(Texte source)
Sammlung der Entscheidungen des Schweizerischen Bundesgerichts
Collection des arrêts du Tribunal fédéral suisse
Raccolta delle decisioni del Tribunale federale svizzero

BGE 125 II 396



125 II 396

38. Extrait de l'arrêt de la Cour de cassation pénale du 23 juin 1999
dans la cause Office fédéral des routes c. G. et Tribunal administratif
du canton de Fribourg (recours de droit administratif) Regeste

    Art. 14 Abs. 2 lit. c SVG, Art. 16 Abs. 1 und 3 lit. b SVG;
Warnungsentzug wegen Fahrens in angetrunkenem Zustand und Sicherungsentzug
wegen Trunksucht.

    An der Fahreignung eines stark alkoholisierten Fahrzeuglenkers (mehr
als 3 Promille), der bereits früher Alkoholwerte in dieser Grössenordnung
aufgewiesen hat, bestehen ernstliche Zweifel. Deshalb darf die Behörde
nicht bloss einen Warnungsentzug wegen Fahrens in angetrunkenem Zustand
anordnen, sondern muss vielmehr einen Sicherungsentzug ins Auge fassen und
im Hinblick darauf ein ärztliches Gutachten zur Frage einer allfälligen
Trunksucht einholen (E. 2).

    Art. 35 Abs. 3 VZV; vorsorglicher Entzug.

    Auch das Bundesgericht kann einen vorsorglichen Entzug anordnen;
ein solcher bildet im Übrigen während eines Sicherungsentszugs-Verfahrens
die Regel (E. 3).

Sachverhalt

    A.-  Le 6 février 1998 vers 23 heures 10, à Châtel-St-Denis, la police
cantonale a constaté que X., né en 1950 et titulaire du permis de conduire
depuis 1973, circulait en voiture en étant pris de boisson. L'analyse de
sang effectuée a révélé une alcoolémie moyenne de 3,31 g o/oo. Son permis
de conduire a été saisi sur-le-champ.

    X. a déjà fait l'objet de deux retraits de son permis de conduire
pour avoir circulé en état d'ébriété, le premier prononcé en 1988 pour
une durée de deux mois (alcoolémie de 3,45 g o/oo), le deuxième en 1994
pour une durée de quatre mois (alcoolémie de 2,95 g o/oo).

    Selon un rapport de la police cantonale du 18 février 1998, X. est
connu pour s'adonner régulièrement à la boisson, avec excès; il utilise
un véhicule pour se rendre à son travail.

    Par courrier du 19 février 1998, X. a indiqué ne pas contester les
faits tout en exprimant ses regrets.

(Objectif de l'exercice)
Rédigez la suite de l'arrêt sur le retrait du permis de conduire de X., à partir de sa dernière phrase. Le listing ci-dessous provient d'une autre source que l'arrêt.

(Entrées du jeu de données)
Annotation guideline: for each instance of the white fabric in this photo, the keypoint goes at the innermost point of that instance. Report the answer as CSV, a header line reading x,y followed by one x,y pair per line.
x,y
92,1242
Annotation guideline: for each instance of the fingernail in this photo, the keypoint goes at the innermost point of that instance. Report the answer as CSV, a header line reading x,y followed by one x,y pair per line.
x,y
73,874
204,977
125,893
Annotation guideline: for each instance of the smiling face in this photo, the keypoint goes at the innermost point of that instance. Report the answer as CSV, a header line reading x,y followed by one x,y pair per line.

(Réponse attendue)
    B.-  Par décision du 5 mars 1998, la Commission des mesures
administratives en matière de circulation routière du canton de Fribourg
(CMA) a considéré qu'un retrait d'admonestation fondé sur l'art. 16
al. 3 let. b de la loi fédérale sur la circulation routière (LCR; RS
741.01) devait être prononcé et a fixé sa durée à dix-huit mois, en
application des art. 17 al. 1 let. d LCR et 33 al. 2 de l'ordonnance
réglant l'admission des personnes et des véhicules à la circulation
routière (OAC; RS 741.51). Elle a en outre relevé qu'en cas de nouvelle
ivresse au volant, un retrait de sécurité serait en principe ordonné.

    Par décision du 23 février 1999, la IIIe Cour administrative du
Tribunal administratif du canton de Fribourg, statuant sur le recours de
X., a confirmé le retrait prononcé.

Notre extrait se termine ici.